Input material:

BEGIN

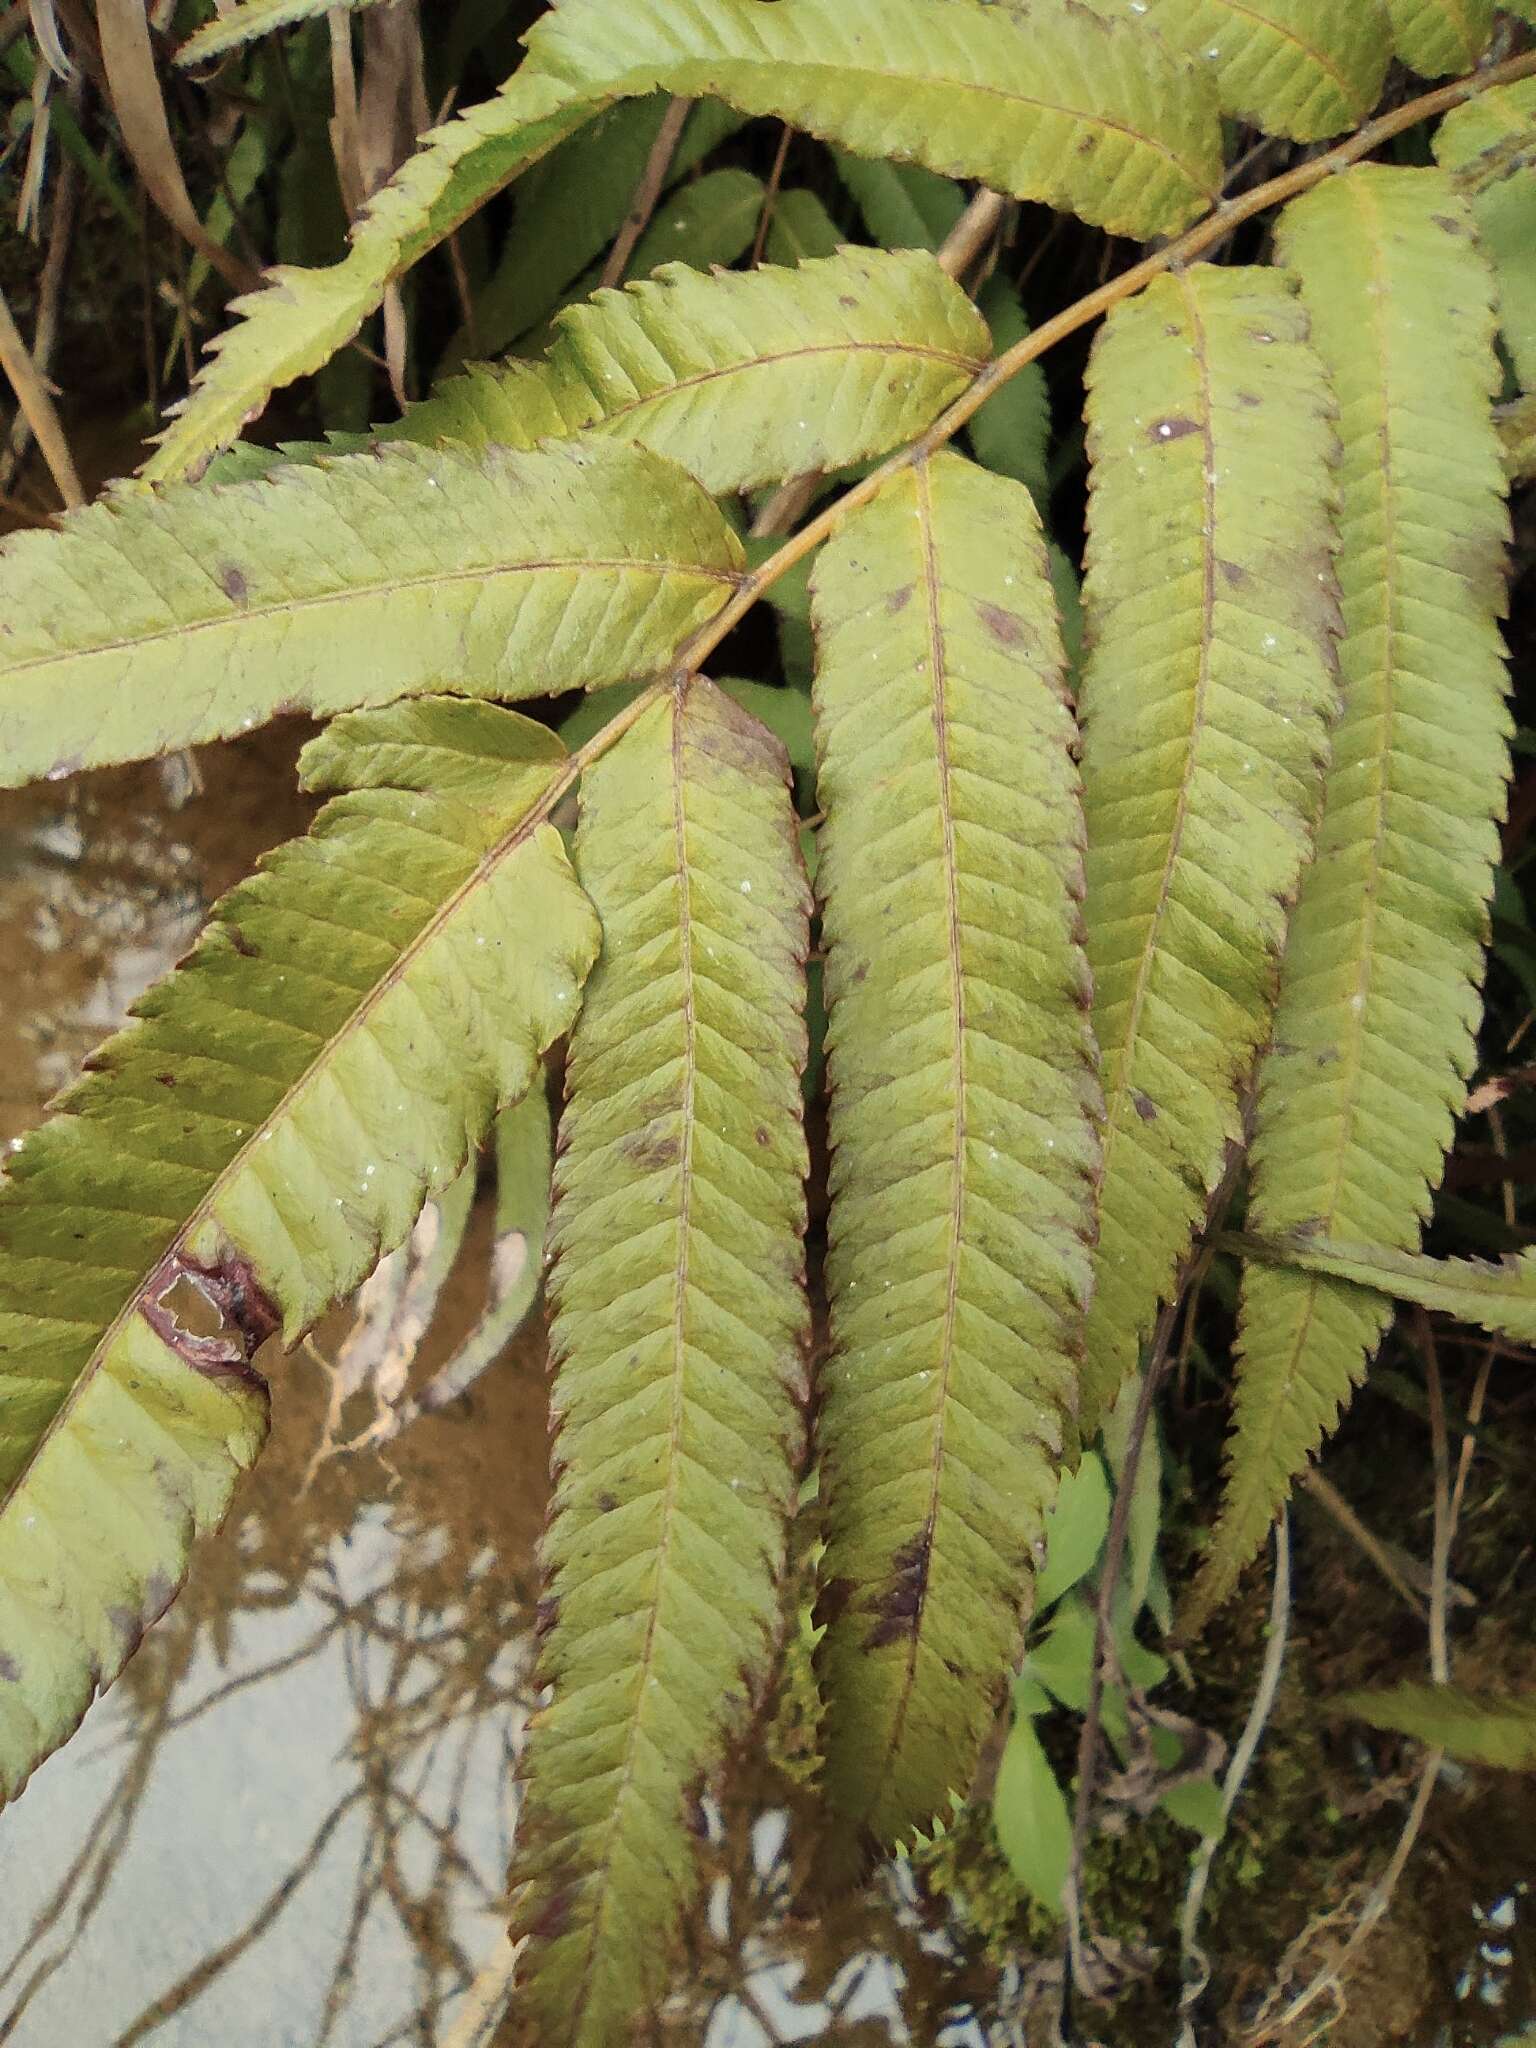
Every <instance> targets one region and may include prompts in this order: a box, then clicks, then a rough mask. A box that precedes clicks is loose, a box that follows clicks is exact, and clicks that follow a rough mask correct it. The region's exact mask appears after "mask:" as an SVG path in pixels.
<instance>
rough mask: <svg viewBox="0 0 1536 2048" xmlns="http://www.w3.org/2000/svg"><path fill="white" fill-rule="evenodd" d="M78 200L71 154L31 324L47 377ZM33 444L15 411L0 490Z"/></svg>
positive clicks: (45, 377)
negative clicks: (27, 449) (36, 311)
mask: <svg viewBox="0 0 1536 2048" xmlns="http://www.w3.org/2000/svg"><path fill="white" fill-rule="evenodd" d="M78 199H80V166H78V164H76V160H74V158H72V156H66V158H63V162H61V164H59V174H57V178H55V180H53V217H51V221H49V233H47V256H45V260H43V276H41V281H39V287H37V319H35V324H33V350H31V354H33V367H35V371H37V375H39V377H41V379H47V375H49V369H51V365H53V348H55V346H57V340H59V311H61V307H63V279H66V274H68V270H70V248H72V244H74V217H76V201H78ZM31 444H33V424H31V420H29V418H27V414H25V410H20V408H18V410H16V418H14V420H12V426H10V446H8V449H6V453H4V457H0V489H10V485H12V483H14V479H16V471H18V469H20V465H23V459H25V457H27V449H29V446H31Z"/></svg>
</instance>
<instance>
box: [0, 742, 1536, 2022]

END

Prompt: Can you repeat all of the records above, swapping "rough mask" for "draft mask" everywhere and leaving everything else unchanged? Leave the pictures out.

Answer below:
Every <instance> targets one region and may include prompts in this order: a box, then clicks, then a draft mask. A box that precedes clicks is loose, a box that follows clicks is exact, and clicks that follow a draft mask correct it. The region's exact mask appears after "mask:" as an SVG path in pixels.
<instance>
draft mask: <svg viewBox="0 0 1536 2048" xmlns="http://www.w3.org/2000/svg"><path fill="white" fill-rule="evenodd" d="M78 200L71 154L31 324L47 377ZM33 444L15 411L0 490Z"/></svg>
positive clicks: (45, 377)
negative clicks: (27, 449) (36, 311)
mask: <svg viewBox="0 0 1536 2048" xmlns="http://www.w3.org/2000/svg"><path fill="white" fill-rule="evenodd" d="M78 199H80V166H78V164H76V160H74V158H72V156H66V158H63V162H61V164H59V174H57V178H55V180H53V217H51V221H49V233H47V256H45V260H43V276H41V281H39V287H37V319H35V324H33V350H31V354H33V367H35V371H37V375H39V377H41V379H47V375H49V369H51V365H53V348H55V346H57V340H59V311H61V307H63V279H66V274H68V270H70V248H72V244H74V217H76V201H78ZM31 444H33V424H31V420H29V418H27V414H25V410H20V408H18V410H16V418H14V420H12V426H10V446H8V449H6V453H4V457H0V489H10V485H12V483H14V479H16V471H18V469H20V465H23V459H25V457H27V449H29V446H31Z"/></svg>
</instance>
<instance>
box: [0, 742, 1536, 2022]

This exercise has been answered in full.